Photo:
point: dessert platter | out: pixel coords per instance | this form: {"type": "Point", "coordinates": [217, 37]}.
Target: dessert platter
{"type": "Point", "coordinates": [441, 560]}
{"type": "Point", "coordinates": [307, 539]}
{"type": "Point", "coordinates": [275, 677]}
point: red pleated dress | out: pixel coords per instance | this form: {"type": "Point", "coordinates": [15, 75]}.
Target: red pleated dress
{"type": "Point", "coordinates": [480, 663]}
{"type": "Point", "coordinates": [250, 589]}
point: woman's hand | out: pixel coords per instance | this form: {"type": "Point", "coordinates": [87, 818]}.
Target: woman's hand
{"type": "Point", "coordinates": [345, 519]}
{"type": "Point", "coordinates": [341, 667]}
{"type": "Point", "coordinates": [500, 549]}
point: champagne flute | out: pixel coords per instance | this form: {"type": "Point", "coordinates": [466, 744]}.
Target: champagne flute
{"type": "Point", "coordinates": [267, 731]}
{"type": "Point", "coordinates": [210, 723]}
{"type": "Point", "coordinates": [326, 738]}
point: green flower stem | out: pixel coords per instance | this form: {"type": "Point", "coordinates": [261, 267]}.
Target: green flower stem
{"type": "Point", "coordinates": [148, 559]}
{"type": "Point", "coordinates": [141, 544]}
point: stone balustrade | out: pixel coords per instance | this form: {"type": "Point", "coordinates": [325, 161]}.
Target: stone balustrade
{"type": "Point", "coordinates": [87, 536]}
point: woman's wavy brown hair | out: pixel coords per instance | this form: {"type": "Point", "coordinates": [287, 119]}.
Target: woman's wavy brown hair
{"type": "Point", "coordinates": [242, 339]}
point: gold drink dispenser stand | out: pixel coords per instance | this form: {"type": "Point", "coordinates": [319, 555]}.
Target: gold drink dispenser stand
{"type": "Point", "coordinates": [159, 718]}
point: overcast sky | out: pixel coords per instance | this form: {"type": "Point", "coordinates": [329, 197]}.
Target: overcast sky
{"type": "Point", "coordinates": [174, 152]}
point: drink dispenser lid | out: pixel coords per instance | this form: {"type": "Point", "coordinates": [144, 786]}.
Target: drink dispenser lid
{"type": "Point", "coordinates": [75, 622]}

## Work instruction
Every entry needs to be copied exactly as it was written.

## Exercise response
Photo:
point: dessert platter | out: pixel coords per instance | this form: {"type": "Point", "coordinates": [217, 37]}.
Target: dessert platter
{"type": "Point", "coordinates": [441, 560]}
{"type": "Point", "coordinates": [307, 539]}
{"type": "Point", "coordinates": [275, 677]}
point: red pleated dress | out: pixel coords per instance | this form: {"type": "Point", "coordinates": [15, 75]}.
Target: red pleated dress
{"type": "Point", "coordinates": [480, 663]}
{"type": "Point", "coordinates": [250, 589]}
point: woman's hand | out: pixel coords per instance | this form: {"type": "Point", "coordinates": [87, 818]}.
Target: woman's hand
{"type": "Point", "coordinates": [345, 519]}
{"type": "Point", "coordinates": [341, 667]}
{"type": "Point", "coordinates": [500, 549]}
point: champagne flute | out: pixel coords per instance | this form: {"type": "Point", "coordinates": [466, 744]}.
Target: champagne flute
{"type": "Point", "coordinates": [267, 731]}
{"type": "Point", "coordinates": [210, 723]}
{"type": "Point", "coordinates": [326, 738]}
point: green flower stem | out: pixel coords per instance | this form: {"type": "Point", "coordinates": [261, 267]}.
Target: green flower stem
{"type": "Point", "coordinates": [148, 559]}
{"type": "Point", "coordinates": [141, 544]}
point: stone balustrade | out: pixel coords per instance | this form: {"type": "Point", "coordinates": [325, 161]}.
Target: stone balustrade
{"type": "Point", "coordinates": [87, 536]}
point: woman's wavy brown hair | out: pixel coords per instance | this form: {"type": "Point", "coordinates": [287, 119]}.
Target: woman's wavy brown hair
{"type": "Point", "coordinates": [242, 339]}
point: gold drink dispenser stand | out: pixel coords per instance | this form: {"type": "Point", "coordinates": [319, 555]}.
Target: gold drink dispenser stand
{"type": "Point", "coordinates": [159, 718]}
point: overcast sky | out: pixel coords per instance | this form: {"type": "Point", "coordinates": [329, 197]}.
Target: overcast sky
{"type": "Point", "coordinates": [174, 152]}
point: drink dispenser lid | out: pixel coords per instance | this form: {"type": "Point", "coordinates": [144, 786]}.
Target: drink dispenser lid
{"type": "Point", "coordinates": [75, 622]}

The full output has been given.